• **The request**
Copy out only the part of the records that opens with the line containing "horse bridle, where" and closes with the line containing "x=273, y=186", both included, leaving the request lines and their sample points unchanged. Scale each answer coordinate by 2.25 and round it to a whole number, with halves rounded up.

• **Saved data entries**
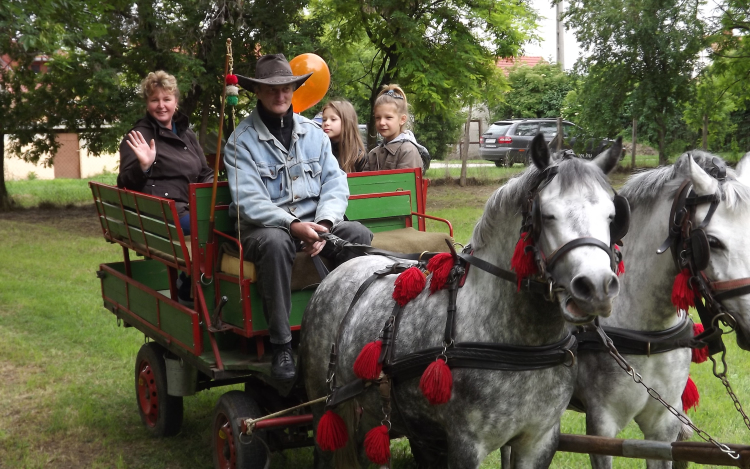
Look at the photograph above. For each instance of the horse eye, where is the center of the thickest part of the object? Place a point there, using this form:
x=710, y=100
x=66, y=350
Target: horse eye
x=715, y=243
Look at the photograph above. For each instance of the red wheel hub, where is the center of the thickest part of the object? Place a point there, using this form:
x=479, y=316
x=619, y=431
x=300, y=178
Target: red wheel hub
x=227, y=454
x=148, y=396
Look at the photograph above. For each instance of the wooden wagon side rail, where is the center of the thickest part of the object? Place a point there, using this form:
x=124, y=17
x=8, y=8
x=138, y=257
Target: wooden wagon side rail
x=688, y=451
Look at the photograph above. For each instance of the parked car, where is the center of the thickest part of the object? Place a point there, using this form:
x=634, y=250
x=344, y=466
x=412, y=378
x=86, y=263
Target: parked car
x=506, y=142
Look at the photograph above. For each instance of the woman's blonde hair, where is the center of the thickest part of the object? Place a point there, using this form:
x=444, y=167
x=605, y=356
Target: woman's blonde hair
x=393, y=94
x=159, y=79
x=351, y=147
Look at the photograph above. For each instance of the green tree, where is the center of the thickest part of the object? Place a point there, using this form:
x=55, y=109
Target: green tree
x=642, y=51
x=99, y=52
x=442, y=52
x=537, y=91
x=709, y=112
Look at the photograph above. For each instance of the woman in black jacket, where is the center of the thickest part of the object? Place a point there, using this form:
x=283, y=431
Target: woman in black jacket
x=160, y=155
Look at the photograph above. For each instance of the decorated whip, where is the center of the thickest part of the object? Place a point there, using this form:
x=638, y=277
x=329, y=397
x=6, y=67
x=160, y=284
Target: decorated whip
x=230, y=97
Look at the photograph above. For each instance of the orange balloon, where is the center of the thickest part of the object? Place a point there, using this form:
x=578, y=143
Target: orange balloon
x=312, y=90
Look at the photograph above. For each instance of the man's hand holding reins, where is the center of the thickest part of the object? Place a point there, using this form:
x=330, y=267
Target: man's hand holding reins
x=307, y=232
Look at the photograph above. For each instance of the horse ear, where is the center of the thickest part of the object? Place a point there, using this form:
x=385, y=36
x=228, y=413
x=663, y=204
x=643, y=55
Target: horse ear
x=607, y=160
x=539, y=152
x=743, y=169
x=703, y=183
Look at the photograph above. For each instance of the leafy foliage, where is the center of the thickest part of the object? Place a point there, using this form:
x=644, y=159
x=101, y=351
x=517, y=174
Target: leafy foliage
x=642, y=51
x=442, y=52
x=535, y=92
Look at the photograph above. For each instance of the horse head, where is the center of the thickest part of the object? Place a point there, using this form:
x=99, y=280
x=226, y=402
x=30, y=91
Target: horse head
x=574, y=219
x=719, y=247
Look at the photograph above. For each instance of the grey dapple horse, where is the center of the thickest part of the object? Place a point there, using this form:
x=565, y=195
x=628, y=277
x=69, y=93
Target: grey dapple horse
x=610, y=397
x=488, y=408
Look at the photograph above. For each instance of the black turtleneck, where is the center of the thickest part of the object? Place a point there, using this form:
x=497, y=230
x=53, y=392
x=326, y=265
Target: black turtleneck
x=280, y=127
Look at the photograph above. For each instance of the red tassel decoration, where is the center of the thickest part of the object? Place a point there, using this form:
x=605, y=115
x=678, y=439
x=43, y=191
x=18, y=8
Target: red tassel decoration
x=366, y=365
x=522, y=262
x=408, y=285
x=690, y=396
x=378, y=445
x=437, y=382
x=621, y=264
x=699, y=354
x=440, y=265
x=682, y=292
x=332, y=433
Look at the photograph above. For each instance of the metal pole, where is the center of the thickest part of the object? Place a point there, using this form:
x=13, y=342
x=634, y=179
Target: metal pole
x=632, y=150
x=560, y=35
x=703, y=453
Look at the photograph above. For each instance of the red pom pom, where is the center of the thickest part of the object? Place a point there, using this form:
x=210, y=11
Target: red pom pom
x=440, y=265
x=699, y=354
x=690, y=396
x=378, y=445
x=522, y=262
x=332, y=433
x=437, y=382
x=366, y=365
x=682, y=292
x=408, y=285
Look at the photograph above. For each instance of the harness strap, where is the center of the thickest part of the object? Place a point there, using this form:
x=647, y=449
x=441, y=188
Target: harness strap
x=551, y=260
x=487, y=356
x=731, y=288
x=528, y=284
x=640, y=342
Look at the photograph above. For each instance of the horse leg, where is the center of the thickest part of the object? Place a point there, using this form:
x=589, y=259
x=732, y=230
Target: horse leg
x=659, y=426
x=505, y=457
x=535, y=451
x=601, y=424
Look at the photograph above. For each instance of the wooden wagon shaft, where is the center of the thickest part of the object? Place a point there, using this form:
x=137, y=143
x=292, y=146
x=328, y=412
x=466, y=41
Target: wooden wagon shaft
x=698, y=452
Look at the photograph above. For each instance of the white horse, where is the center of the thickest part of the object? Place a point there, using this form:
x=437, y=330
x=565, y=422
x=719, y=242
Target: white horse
x=488, y=408
x=609, y=396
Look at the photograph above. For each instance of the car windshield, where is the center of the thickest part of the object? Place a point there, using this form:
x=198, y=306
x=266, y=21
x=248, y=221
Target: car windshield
x=499, y=128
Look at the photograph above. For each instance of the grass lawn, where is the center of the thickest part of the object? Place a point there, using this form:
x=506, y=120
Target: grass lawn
x=67, y=394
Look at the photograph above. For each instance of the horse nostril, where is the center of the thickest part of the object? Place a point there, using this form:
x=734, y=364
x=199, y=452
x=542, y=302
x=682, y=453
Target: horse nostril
x=613, y=287
x=582, y=287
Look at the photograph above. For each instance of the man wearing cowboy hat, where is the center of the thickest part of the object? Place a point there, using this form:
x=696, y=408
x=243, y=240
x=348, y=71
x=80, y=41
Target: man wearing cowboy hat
x=288, y=187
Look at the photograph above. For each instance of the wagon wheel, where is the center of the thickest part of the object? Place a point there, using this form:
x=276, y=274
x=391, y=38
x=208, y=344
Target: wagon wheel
x=160, y=412
x=230, y=451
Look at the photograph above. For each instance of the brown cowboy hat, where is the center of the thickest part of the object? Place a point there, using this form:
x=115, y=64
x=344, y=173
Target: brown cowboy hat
x=272, y=69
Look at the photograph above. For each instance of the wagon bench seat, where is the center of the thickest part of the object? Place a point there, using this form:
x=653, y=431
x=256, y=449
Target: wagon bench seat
x=405, y=240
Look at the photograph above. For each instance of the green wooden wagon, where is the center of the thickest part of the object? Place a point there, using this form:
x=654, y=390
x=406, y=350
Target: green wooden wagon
x=222, y=339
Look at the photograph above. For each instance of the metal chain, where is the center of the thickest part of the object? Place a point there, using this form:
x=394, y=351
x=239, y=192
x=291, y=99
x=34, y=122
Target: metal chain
x=638, y=379
x=723, y=377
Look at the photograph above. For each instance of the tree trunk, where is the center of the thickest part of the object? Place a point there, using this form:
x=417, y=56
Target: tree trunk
x=465, y=153
x=204, y=119
x=4, y=196
x=635, y=141
x=662, y=147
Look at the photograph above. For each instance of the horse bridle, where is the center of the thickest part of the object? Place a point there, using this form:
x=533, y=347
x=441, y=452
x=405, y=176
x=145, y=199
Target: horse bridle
x=532, y=224
x=690, y=250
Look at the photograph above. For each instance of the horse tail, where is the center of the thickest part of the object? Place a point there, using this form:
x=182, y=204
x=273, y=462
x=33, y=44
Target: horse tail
x=347, y=457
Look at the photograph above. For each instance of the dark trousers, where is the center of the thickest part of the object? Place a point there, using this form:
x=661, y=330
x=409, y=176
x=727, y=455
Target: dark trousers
x=273, y=250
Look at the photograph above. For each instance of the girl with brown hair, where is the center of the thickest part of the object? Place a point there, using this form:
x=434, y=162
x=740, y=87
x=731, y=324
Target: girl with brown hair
x=341, y=126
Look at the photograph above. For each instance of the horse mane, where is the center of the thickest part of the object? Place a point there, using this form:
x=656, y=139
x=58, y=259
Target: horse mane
x=647, y=187
x=508, y=201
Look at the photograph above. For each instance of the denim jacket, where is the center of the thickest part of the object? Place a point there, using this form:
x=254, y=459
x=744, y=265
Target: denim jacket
x=273, y=186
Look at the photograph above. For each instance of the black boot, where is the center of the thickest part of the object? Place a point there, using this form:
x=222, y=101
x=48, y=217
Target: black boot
x=282, y=365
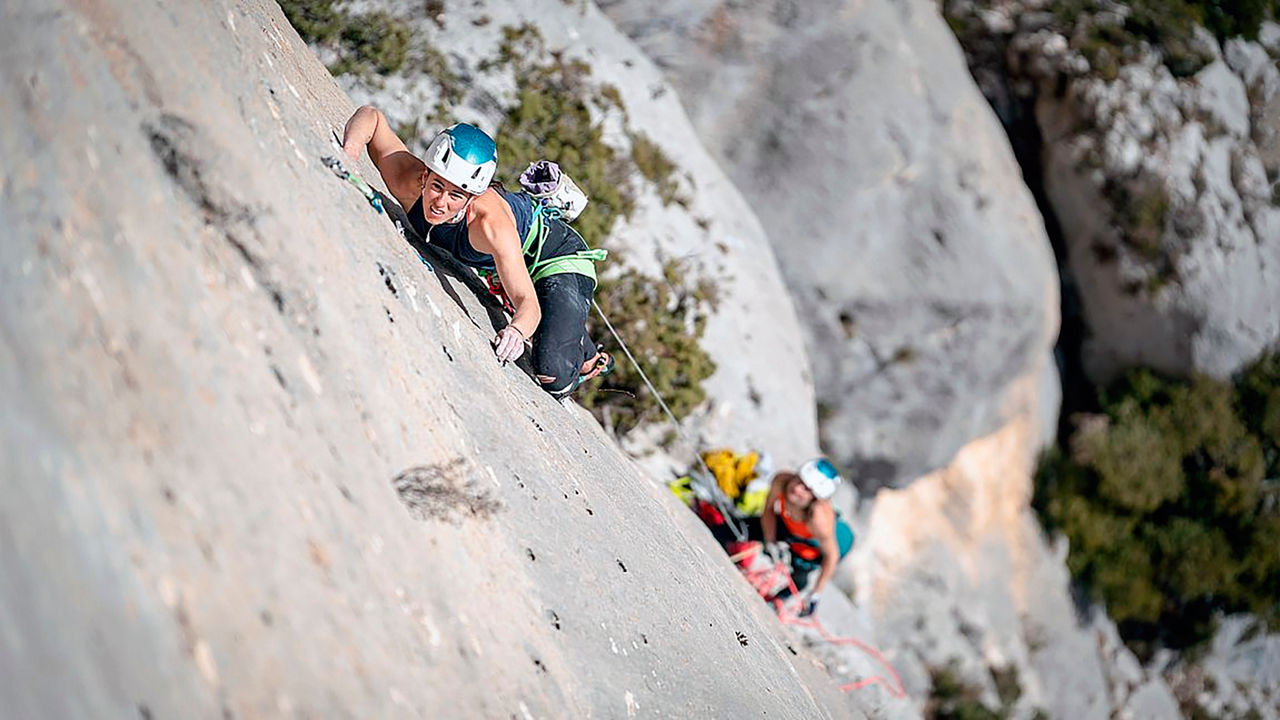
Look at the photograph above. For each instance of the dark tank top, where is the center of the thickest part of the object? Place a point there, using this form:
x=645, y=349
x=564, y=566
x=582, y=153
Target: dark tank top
x=453, y=236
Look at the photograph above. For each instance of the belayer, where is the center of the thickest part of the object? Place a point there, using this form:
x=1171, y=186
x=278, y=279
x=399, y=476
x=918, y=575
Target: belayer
x=799, y=515
x=543, y=265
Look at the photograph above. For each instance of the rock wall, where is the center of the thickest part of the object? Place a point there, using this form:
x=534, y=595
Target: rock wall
x=762, y=393
x=959, y=580
x=1165, y=186
x=259, y=459
x=912, y=246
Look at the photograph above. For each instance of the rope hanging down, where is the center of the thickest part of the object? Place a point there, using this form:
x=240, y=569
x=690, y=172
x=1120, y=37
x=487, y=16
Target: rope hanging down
x=721, y=504
x=766, y=579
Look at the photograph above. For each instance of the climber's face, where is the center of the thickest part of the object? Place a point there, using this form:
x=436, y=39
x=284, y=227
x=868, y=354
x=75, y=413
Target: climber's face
x=799, y=493
x=442, y=200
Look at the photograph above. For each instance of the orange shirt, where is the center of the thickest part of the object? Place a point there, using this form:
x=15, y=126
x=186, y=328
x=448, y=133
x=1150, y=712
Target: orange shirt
x=798, y=529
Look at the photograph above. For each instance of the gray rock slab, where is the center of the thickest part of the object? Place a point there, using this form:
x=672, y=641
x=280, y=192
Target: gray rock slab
x=915, y=255
x=762, y=392
x=259, y=459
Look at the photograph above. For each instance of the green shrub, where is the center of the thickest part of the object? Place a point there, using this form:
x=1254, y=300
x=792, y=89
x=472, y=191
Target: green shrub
x=951, y=698
x=1166, y=501
x=657, y=168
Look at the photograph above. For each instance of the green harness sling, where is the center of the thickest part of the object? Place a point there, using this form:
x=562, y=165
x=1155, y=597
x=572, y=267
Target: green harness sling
x=581, y=261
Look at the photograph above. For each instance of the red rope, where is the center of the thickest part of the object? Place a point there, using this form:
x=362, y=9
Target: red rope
x=763, y=580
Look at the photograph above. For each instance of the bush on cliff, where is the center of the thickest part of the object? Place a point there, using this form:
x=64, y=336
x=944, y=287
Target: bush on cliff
x=1171, y=502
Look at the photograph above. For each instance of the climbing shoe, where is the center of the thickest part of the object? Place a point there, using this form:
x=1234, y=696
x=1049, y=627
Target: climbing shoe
x=600, y=365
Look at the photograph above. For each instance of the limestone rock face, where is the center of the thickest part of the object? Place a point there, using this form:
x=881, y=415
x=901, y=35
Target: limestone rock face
x=956, y=577
x=762, y=392
x=1165, y=187
x=914, y=253
x=257, y=458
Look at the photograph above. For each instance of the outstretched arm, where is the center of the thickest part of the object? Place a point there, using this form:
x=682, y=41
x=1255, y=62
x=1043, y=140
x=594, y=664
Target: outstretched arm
x=401, y=171
x=768, y=518
x=823, y=527
x=499, y=238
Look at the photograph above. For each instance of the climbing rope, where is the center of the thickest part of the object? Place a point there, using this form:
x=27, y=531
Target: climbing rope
x=717, y=496
x=766, y=579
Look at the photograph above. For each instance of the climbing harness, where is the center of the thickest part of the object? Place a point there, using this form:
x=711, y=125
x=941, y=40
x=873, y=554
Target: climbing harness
x=766, y=579
x=581, y=261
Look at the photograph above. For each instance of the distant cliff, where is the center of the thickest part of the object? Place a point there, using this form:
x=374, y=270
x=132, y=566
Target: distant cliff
x=259, y=459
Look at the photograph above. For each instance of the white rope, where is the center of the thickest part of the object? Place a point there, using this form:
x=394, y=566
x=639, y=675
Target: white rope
x=717, y=496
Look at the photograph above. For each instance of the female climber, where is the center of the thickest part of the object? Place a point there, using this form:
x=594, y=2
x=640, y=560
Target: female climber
x=542, y=263
x=810, y=528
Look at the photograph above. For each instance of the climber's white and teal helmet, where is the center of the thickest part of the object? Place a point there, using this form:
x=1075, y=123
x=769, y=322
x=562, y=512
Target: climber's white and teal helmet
x=464, y=155
x=821, y=477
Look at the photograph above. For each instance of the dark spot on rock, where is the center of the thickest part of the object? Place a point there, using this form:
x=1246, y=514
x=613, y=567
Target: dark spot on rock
x=388, y=279
x=440, y=492
x=848, y=323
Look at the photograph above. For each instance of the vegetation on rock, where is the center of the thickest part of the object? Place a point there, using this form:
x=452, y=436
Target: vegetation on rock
x=1170, y=497
x=556, y=114
x=951, y=698
x=662, y=319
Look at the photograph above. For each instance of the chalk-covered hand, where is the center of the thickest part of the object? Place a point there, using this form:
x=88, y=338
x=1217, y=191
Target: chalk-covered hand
x=508, y=345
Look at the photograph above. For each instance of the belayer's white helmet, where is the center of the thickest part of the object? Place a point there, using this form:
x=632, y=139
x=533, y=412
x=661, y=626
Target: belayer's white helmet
x=464, y=155
x=821, y=477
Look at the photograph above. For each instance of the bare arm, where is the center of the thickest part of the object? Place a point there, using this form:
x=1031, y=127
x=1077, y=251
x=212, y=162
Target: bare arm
x=822, y=524
x=493, y=231
x=400, y=169
x=769, y=518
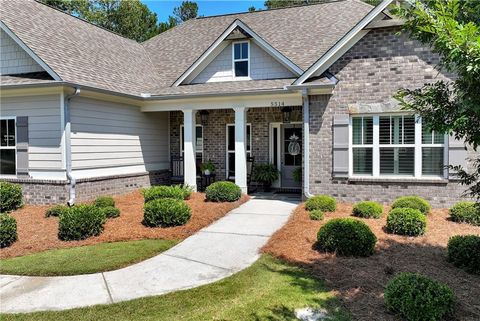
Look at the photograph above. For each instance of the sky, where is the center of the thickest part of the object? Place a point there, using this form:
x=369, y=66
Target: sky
x=164, y=8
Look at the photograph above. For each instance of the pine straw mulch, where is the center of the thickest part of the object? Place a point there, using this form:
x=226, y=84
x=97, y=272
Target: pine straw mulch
x=37, y=233
x=359, y=282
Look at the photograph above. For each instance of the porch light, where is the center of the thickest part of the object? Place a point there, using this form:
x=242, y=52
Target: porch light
x=204, y=116
x=287, y=114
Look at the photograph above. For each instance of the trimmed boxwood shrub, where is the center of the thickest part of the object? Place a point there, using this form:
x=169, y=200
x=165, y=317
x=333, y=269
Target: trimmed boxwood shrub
x=8, y=230
x=414, y=202
x=418, y=298
x=56, y=210
x=316, y=215
x=467, y=212
x=10, y=196
x=158, y=192
x=81, y=222
x=104, y=201
x=166, y=212
x=464, y=252
x=346, y=236
x=406, y=221
x=223, y=192
x=323, y=203
x=368, y=209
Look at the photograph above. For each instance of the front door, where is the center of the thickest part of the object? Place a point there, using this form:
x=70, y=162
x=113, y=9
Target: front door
x=291, y=154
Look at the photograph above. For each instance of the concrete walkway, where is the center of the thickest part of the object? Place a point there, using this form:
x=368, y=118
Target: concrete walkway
x=215, y=252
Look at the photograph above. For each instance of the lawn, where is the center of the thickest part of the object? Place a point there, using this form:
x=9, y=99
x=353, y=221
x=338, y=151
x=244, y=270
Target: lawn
x=84, y=259
x=268, y=290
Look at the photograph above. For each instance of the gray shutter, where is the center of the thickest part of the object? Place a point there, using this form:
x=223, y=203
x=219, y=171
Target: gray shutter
x=340, y=145
x=457, y=153
x=22, y=146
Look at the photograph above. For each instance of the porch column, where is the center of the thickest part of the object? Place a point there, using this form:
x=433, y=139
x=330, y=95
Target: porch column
x=189, y=162
x=241, y=148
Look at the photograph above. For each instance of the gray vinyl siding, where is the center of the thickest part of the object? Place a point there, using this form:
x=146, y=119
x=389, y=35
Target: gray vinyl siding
x=109, y=135
x=44, y=128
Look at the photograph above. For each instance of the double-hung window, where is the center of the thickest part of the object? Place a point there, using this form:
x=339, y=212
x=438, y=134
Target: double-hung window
x=8, y=149
x=241, y=59
x=395, y=146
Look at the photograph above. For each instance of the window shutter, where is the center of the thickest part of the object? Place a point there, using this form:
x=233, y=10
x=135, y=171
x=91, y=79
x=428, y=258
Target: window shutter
x=340, y=145
x=457, y=153
x=22, y=146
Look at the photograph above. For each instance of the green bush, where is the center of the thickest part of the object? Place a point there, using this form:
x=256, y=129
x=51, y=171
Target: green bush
x=418, y=298
x=8, y=230
x=347, y=236
x=166, y=212
x=81, y=222
x=223, y=192
x=10, y=196
x=323, y=203
x=316, y=215
x=104, y=201
x=406, y=221
x=56, y=210
x=368, y=209
x=464, y=252
x=158, y=192
x=466, y=212
x=110, y=211
x=414, y=202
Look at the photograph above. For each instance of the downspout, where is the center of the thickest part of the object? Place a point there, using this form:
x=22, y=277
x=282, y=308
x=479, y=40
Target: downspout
x=306, y=142
x=68, y=147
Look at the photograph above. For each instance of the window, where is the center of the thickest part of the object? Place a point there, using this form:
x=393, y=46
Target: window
x=395, y=146
x=8, y=161
x=241, y=62
x=230, y=171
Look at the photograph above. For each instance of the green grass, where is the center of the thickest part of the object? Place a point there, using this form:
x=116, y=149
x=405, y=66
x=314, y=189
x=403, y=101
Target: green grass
x=84, y=259
x=268, y=290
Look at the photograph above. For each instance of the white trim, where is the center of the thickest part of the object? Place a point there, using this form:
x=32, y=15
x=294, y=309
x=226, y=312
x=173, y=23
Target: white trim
x=342, y=46
x=34, y=56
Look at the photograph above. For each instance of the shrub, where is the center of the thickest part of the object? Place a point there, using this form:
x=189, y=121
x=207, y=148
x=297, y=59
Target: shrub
x=166, y=212
x=464, y=252
x=347, y=236
x=223, y=192
x=418, y=298
x=316, y=215
x=414, y=202
x=104, y=201
x=467, y=212
x=10, y=196
x=81, y=222
x=368, y=209
x=406, y=221
x=56, y=210
x=157, y=192
x=8, y=230
x=323, y=203
x=110, y=211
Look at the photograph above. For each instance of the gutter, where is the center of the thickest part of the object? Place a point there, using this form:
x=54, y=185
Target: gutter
x=68, y=146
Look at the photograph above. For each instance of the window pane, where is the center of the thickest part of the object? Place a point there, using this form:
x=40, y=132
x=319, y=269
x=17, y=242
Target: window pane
x=7, y=161
x=432, y=161
x=241, y=69
x=397, y=161
x=362, y=160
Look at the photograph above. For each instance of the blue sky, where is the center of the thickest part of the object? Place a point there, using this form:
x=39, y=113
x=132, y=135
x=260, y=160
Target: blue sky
x=164, y=8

• **Task solution**
Look at the photograph above. For each instance of the horse bridle, where is the center of the thickest part of the object? Place a point there, using this form:
x=533, y=347
x=441, y=452
x=405, y=176
x=145, y=199
Target: horse bridle
x=1197, y=504
x=1553, y=563
Look at the photograph above. For each instance of the horse tail, where is the center of the thickest part of the object? Place a point there, using this form:
x=182, y=204
x=273, y=462
x=33, y=44
Target: horse tail
x=781, y=1028
Look at the photograph above. For each instance of the dark trousers, where is the center of the thickest part of the object? Place a point there, using this form:
x=661, y=330
x=409, y=176
x=727, y=455
Target: dark trousers
x=614, y=563
Look at the photograph above. For each instance of the girl with brown hair, where is the center of the thickest part of the object? Place a point there, using this form:
x=434, y=162
x=740, y=87
x=731, y=324
Target: girl with brown hair
x=767, y=284
Look at the photograph above. For each instance of the horse mane, where is the center of the thickest part of the object? Place a point there, using this form:
x=656, y=139
x=58, y=259
Target: horse mane
x=1456, y=421
x=1143, y=452
Look at the photograph above. For each instance of the denim jacket, where is the center of the thickest part of the object? Place a point there, using this form:
x=254, y=459
x=744, y=265
Target: denim jacket
x=614, y=419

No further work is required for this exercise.